▶ **Listed entries**

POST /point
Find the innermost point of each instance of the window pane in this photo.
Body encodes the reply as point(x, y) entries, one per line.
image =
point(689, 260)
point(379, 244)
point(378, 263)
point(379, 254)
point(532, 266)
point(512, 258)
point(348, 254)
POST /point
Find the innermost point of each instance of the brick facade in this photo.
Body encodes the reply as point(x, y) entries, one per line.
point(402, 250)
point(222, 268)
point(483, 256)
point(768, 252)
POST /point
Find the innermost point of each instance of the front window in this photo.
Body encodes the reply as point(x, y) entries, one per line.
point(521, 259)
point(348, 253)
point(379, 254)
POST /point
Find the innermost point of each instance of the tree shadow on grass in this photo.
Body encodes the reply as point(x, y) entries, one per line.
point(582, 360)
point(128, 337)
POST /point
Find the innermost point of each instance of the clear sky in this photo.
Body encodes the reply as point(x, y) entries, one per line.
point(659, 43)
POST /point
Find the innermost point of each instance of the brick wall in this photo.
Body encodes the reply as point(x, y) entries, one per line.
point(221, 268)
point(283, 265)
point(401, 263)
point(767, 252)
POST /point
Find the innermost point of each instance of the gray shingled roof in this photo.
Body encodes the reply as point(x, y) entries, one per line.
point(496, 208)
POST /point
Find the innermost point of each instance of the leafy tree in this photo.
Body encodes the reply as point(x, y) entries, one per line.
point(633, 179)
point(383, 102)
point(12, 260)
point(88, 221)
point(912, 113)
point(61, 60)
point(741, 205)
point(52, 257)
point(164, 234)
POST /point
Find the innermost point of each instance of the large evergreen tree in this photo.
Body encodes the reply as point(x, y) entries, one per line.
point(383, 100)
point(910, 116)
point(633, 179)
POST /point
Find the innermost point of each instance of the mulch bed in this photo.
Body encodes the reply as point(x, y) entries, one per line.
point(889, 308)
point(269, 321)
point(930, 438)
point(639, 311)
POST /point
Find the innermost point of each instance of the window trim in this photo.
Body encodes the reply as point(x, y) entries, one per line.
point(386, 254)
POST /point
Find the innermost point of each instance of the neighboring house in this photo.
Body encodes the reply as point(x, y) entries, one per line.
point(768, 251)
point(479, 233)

▶ **Request**
Please reproduce all the entries above with every "innermost point" swapped for "central point", leaving everything else unchanged.

▶ **Response for this exercise**
POST /point
Find the central point of each instance of the window pane in this photo.
Body encodes the reply as point(x, y) entries, one per line.
image =
point(689, 260)
point(379, 244)
point(378, 263)
point(379, 254)
point(532, 266)
point(512, 258)
point(348, 254)
POST /point
Find the central point of each instance of the brick facade in this photo.
Body encodes the reply as point(x, y) entries, one per line.
point(402, 250)
point(222, 268)
point(483, 256)
point(768, 252)
POST /point
Find the central point of each instance of the front window in this photo.
Body encodes the reply as point(x, y) entries, one per line.
point(521, 259)
point(348, 253)
point(379, 254)
POST /point
Find the central point of each instance of the tree shadow on grass in this photo.
Body encodes the reply as point(x, y) entries, one per line.
point(582, 360)
point(128, 337)
POST /point
Find the central point of each instance of the clear sky in this photo.
Body encodes the reply as point(x, y) entries, one per line.
point(659, 43)
POST /point
Find the central point of each instance of the brick wall in this photo.
Body encodes the reply as point(x, y) entries, one per line.
point(221, 268)
point(283, 265)
point(401, 263)
point(767, 252)
POST /point
Find the central point of each instance of the gray shingled roof in this photo.
Body encodes the reply as point(x, y) entries, one per line.
point(496, 208)
POST /point
Find the central point of each instance of the leafy tree in this photo.
Body encodes the reply as point(x, y) entries, one per line.
point(633, 179)
point(383, 102)
point(12, 260)
point(88, 221)
point(912, 113)
point(61, 60)
point(741, 205)
point(52, 257)
point(164, 234)
POST /point
Find the central point of each instance of the large evergreen tree in this photo.
Body encodes the reply as point(x, y) entries, one per line.
point(383, 100)
point(910, 116)
point(633, 179)
POST /point
Find the central point of each instance of the mulch bed in this photo.
Body encodes the reply as point(x, y) entries, one per line.
point(889, 308)
point(269, 321)
point(930, 438)
point(639, 311)
POST /point
Find the central point of each instance of the window trim in this photo.
Body encodes the reply as point(x, y) entries, one per line.
point(386, 254)
POST /point
Find the central point of each instance of the neighboring house in this photo.
Body encodes the reply as point(x, y) entries, one per line.
point(768, 251)
point(479, 233)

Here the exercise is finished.